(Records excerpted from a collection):
________
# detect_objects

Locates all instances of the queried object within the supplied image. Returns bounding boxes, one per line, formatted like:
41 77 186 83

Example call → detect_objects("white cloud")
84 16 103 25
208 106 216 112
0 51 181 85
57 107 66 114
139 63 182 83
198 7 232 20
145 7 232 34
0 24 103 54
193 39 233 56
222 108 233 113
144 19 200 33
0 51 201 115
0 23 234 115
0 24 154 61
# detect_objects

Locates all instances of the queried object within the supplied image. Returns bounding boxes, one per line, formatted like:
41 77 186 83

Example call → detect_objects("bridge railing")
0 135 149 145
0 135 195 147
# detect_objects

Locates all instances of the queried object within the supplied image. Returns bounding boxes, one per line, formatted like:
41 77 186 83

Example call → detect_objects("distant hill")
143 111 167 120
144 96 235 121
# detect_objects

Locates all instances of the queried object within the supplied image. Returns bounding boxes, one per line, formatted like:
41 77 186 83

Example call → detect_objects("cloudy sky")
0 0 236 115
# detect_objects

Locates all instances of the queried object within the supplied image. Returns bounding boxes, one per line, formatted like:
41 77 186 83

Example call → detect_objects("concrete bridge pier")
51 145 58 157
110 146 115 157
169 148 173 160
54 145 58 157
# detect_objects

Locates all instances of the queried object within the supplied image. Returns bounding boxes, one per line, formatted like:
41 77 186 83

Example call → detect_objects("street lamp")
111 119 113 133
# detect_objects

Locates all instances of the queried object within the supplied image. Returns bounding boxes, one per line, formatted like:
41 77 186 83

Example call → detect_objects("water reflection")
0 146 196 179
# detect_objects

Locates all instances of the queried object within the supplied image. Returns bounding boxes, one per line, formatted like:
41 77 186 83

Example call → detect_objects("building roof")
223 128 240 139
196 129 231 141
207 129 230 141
________
(Problem to work on): Please reproduce the data as it was given, with every line exact.

(Solution for this task):
# detect_objects

Locates all instances of the queried object within the supplied image. Returns bounding boxes, one per line, formatted like:
41 77 186 83

Example call → detect_objects("white cloud")
84 16 103 25
208 106 216 112
0 51 181 85
57 107 66 114
139 63 182 83
198 7 232 20
145 7 232 34
0 24 103 54
193 39 233 56
222 108 233 113
144 19 200 33
0 51 201 115
0 23 234 115
0 24 154 61
# detect_objects

Locates all instances of the queried object within the supplied image. Returns bounding boxes, one per line, formatted like:
41 77 186 83

Example call → detect_objects("bridge railing")
0 135 149 145
0 135 195 147
# detect_objects

Locates all instances of the queried object within the supplied image. Returns bounding boxes, one per line, formatted like:
41 77 186 83

Example call → detect_objects("distant hill")
143 111 167 120
144 96 235 121
# detect_objects

Locates all instances of the queried object within the supplied image. Returns bounding boxes, one per line, formatted like:
41 77 186 83

Example call → detect_objects("cloudy sky")
0 0 236 115
# detect_objects

Locates all instances of the queried object within the supplied image. Returns bounding boxes, one per line, formatted like:
41 77 186 83

Example call → detect_objects("concrete bridge pier")
51 145 58 157
110 146 115 157
169 148 173 160
54 145 58 157
# detect_objects

Locates all instances of the queried object within the supplied image. Returns bounding boxes, one per line, formatted like:
41 77 186 83

Example call → detect_objects("street lamp")
111 119 113 133
# detect_objects

Locates all instances of the queried object within the supplied image. Returns bounding boxes, one per line, formatted like:
41 77 186 83

Example call → detect_objects("water reflection")
0 146 196 179
# detect_objects

Locates all instances of the queried object within the supplied image. Returns bounding boxes, one per line, formatted like:
41 77 186 83

Example call → detect_objects("building roof")
223 128 240 139
196 129 231 141
207 129 230 141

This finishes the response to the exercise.